| Tugas Anda |
A. Perbarui bagian kutipan tentang ekspor pasir laut yang dimulai pada kata-kata "Pada 15 Mei" dan berakhir setelah "ekspor pasir laut.", dengan mengganti "regulasi" menjadi "aturan".
B. Teruskan kutipan tentang ekspor pasir laut, dimulai setelah kalimat terakhirnya.

**** Kutipan ****

Soal Ekspor Pasir Laut, Daerah Minta KKP Jamin Kelestarian Laut
Dalam pemanfaatan sedimentasi pasir laut, pemerintah dan warga di Kepulauan Riau meminta agar kelestarian pesisir diutamakan. Kerusakan ekosistem akibat ekspor pasir laut pada 20 tahun lalu harus jadi pertimbangan.
Oleh
PANDU WIYOGA
·3 menit baca
BATAM, KOMPAS — Pemerintah dan warga di Kepulauan Riau meminta Kementerian Kelautan dan Perikanan menjamin pengerukan sedimentasi laut tidak akan merusak lingkungan pesisir. Pembukaan keran ekspor pasir laut harus disertai sistem perizinan yang ketat dan pemantauan hukum yang kuat.
Pada 15 Mei 2023, Presiden Joko Widodo menandatangani Peraturan Pemerintah Nomor 26 Tahun 2023 tentang Pengelolaan Hasil Sedimentasi di Laut. Lewat regulasi ini, pemerintah kembali mengizinkan ekspor pasir laut yang sebelumnya dilarang pada era Presiden Megawati Soekarnoputri.
Anggota Komisi II DPRD Kepri, Onward Siahaan, Jumat (9/6/2023), mengatakan, pemanfaatan sumber daya laut harus berkontribusi positif terhadap kesejahteraan masyarakat pesisir. Nelayan tidak boleh dirugikan akibat kebijakan pemerintah untuk membuka kembali ekspor pasir laut.
”Penambangan pasir laut, atau bila menggunakan istilah pemerintah disebut pembersihan sedimentasi laut, harus dilakukan secara selektif. Pemerintah harus memastikan jangan sampai karena tambang, nelayan jadi kehilangan mata pencarian, dan jangan sampai karena tambang, pulau-pulau kecil jadi abrasi,” kata Onward saat dihubungi.

**** Kumpulan Data ****

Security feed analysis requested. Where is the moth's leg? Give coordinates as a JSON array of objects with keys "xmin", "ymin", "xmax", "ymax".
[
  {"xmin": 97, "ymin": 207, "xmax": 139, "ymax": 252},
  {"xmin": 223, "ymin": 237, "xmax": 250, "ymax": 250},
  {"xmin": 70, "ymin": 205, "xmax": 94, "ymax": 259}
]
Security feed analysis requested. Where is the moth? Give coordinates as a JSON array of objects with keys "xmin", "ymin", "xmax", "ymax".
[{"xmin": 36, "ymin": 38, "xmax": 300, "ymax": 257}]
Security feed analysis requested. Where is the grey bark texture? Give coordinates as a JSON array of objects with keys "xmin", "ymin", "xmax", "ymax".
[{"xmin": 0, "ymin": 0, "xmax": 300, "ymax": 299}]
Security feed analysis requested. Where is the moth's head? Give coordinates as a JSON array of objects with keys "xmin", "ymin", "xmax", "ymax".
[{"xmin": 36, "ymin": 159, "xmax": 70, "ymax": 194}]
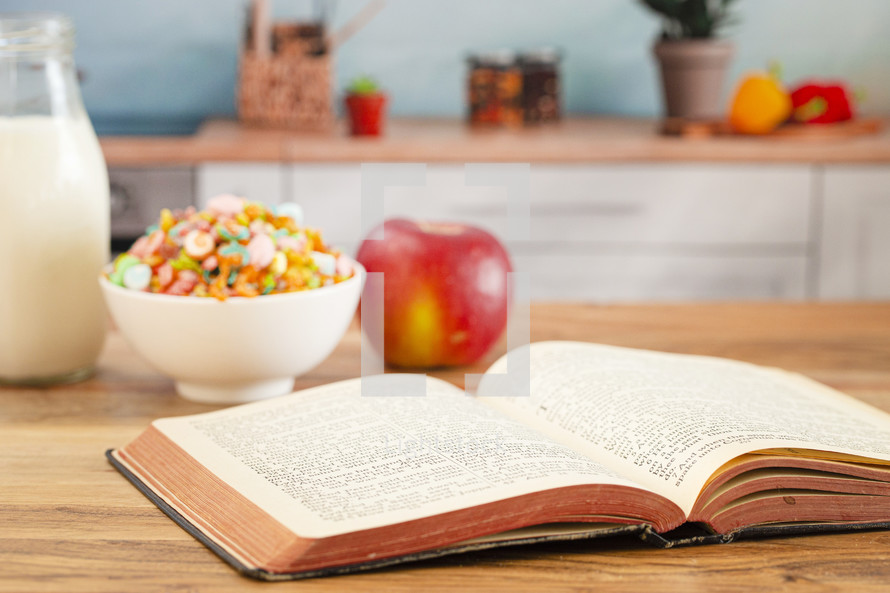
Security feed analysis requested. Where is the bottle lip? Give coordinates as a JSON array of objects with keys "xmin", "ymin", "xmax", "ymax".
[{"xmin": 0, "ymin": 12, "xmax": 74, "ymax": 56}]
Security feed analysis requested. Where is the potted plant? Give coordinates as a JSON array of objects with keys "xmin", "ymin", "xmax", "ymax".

****

| Jawaban |
A.
Pada 15 Mei 2023, Presiden Joko Widodo menandatangani Peraturan Pemerintah Nomor 26 Tahun 2023 tentang Pengelolaan Hasil Sedimentasi di Laut. Lewat aturan ini, pemerintah kembali mengizinkan ekspor pasir laut yang sebelumnya dilarang pada era Presiden Megawati Soekarnoputri.
Anggota Komisi II DPRD Kepri, Onward Siahaan, Jumat (9/6/2023), mengatakan, pemanfaatan sumber daya laut harus berkontribusi positif terhadap kesejahteraan masyarakat pesisir. Nelayan tidak boleh dirugikan akibat kebijakan pemerintah untuk membuka kembali ekspor pasir laut.

B.
Menurut Kepala Dinas Kelautan dan Perikanan Kepri Said Sudrajat, keluarnya PP No 26/2023 memancing reaksi yang beragam dari warga. Sebagian ada yang menganggap itu adalah peluang bagi daerah untuk menambah pendapatan, tetapi sebagian merasa khawatir karena berkaca terhadap dampak buruk tambang pasir laut pada 20 tahun lalu.
”Yang paling khawatir adalah pelaku usaha perikanan tangkap dan perikanan budidaya. Oleh karena itu, kami mohon agar dibuat peraturan turunan untuk menjamin supaya nantinya sarana yang digunakan (untuk mengambil pasir) benar-benar ramah lingkungan,” ujar Said dalam Forum Grup Diskusi (FGD) tentang Pengelolaan Hasil Sedimentasi di Laut yang diadakan Kementerian Kelautan dan Perikanan (KKP) di Batam pada 8 Juni lalu.
Sebelumnya, sejumlah nelayan di Kota Batam dan Kabupaten Karimun, Kepri, menyatakan khawatir tambang pasir laut akan menyebabkan laut tercemar dan pulau-pulau kecil abrasi. Hal itu terjadi sebelum ekspor pasir laut dimoratorium pada 2002.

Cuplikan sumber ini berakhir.